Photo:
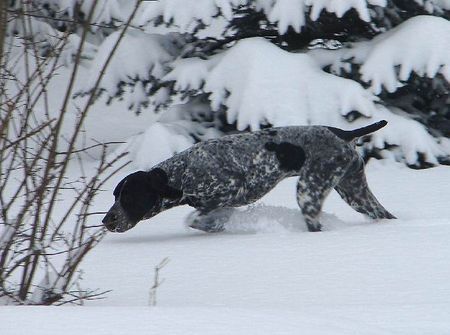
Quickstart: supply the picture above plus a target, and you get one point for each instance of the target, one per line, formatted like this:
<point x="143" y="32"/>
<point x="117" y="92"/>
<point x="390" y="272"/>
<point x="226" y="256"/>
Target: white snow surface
<point x="268" y="275"/>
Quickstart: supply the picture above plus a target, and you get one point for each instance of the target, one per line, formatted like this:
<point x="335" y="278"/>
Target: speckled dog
<point x="217" y="175"/>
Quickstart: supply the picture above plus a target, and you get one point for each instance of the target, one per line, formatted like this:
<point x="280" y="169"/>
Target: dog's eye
<point x="125" y="197"/>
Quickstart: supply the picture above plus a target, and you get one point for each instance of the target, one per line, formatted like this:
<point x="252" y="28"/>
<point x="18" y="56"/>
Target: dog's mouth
<point x="116" y="219"/>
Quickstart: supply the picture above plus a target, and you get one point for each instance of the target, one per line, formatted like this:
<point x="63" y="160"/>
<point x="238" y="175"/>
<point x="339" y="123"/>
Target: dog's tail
<point x="349" y="135"/>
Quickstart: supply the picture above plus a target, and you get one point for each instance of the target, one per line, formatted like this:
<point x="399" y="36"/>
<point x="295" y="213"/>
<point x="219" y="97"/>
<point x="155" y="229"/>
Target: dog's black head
<point x="138" y="196"/>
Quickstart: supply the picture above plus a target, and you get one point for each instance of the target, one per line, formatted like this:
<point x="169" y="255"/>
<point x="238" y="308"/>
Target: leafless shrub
<point x="45" y="230"/>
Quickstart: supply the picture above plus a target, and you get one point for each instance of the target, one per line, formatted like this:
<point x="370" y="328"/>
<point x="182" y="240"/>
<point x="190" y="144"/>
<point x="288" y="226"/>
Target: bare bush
<point x="45" y="229"/>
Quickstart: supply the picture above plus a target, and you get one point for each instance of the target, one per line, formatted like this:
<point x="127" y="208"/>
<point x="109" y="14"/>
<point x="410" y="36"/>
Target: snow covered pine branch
<point x="210" y="67"/>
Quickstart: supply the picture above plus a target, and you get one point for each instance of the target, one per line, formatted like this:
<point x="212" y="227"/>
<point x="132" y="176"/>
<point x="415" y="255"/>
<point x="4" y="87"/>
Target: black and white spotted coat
<point x="217" y="175"/>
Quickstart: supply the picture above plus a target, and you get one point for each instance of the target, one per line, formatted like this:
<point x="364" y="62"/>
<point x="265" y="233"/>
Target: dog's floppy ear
<point x="119" y="186"/>
<point x="159" y="181"/>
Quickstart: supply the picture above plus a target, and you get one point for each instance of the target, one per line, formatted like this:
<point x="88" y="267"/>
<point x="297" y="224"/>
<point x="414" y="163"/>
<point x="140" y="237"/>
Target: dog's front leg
<point x="209" y="221"/>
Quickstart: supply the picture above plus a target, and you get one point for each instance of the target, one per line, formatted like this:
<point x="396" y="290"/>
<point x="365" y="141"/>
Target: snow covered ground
<point x="268" y="275"/>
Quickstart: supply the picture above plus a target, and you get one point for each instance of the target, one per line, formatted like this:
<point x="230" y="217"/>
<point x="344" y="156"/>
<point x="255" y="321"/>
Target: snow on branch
<point x="420" y="45"/>
<point x="259" y="83"/>
<point x="140" y="57"/>
<point x="186" y="14"/>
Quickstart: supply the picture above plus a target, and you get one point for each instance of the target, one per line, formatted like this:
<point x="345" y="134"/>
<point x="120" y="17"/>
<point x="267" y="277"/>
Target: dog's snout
<point x="110" y="221"/>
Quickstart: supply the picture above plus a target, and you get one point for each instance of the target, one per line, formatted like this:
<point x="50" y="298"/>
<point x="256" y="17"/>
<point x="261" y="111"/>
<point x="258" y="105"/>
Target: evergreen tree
<point x="211" y="67"/>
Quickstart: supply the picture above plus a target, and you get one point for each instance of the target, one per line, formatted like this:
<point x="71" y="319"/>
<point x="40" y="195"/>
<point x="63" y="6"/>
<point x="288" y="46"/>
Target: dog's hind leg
<point x="313" y="186"/>
<point x="210" y="222"/>
<point x="354" y="190"/>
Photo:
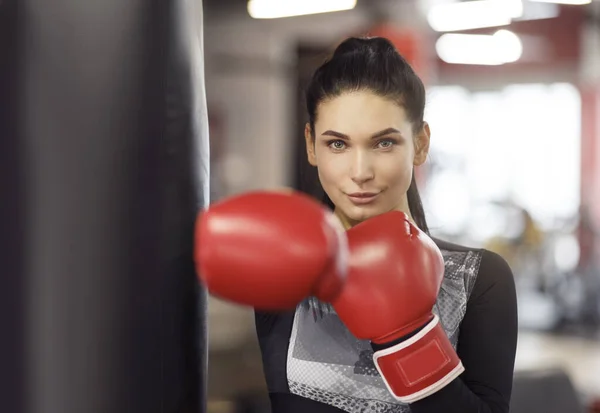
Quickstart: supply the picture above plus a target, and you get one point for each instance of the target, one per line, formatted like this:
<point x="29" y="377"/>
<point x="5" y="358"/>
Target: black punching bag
<point x="104" y="159"/>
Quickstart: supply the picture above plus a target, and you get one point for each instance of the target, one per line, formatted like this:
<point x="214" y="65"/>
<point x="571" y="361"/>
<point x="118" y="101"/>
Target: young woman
<point x="365" y="135"/>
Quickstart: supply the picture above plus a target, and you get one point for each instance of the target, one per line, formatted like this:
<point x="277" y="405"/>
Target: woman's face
<point x="364" y="149"/>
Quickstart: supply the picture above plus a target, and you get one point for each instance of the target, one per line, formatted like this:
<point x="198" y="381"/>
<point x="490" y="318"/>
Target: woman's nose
<point x="362" y="167"/>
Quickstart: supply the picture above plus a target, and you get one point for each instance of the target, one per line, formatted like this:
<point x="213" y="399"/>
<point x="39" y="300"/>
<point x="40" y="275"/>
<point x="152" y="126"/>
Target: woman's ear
<point x="310" y="145"/>
<point x="422" y="145"/>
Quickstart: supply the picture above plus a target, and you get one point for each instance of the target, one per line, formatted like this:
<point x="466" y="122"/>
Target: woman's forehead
<point x="360" y="113"/>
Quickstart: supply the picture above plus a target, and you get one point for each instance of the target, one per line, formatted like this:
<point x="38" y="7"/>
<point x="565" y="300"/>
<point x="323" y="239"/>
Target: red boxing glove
<point x="395" y="275"/>
<point x="270" y="250"/>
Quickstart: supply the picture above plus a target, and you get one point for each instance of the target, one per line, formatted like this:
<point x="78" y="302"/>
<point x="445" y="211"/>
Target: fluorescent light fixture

....

#### [GIVEN REQUEST]
Count the lines in the rows above that contain the word "white", and reply with the number alone.

#### [ANSWER TO THIS TASK]
2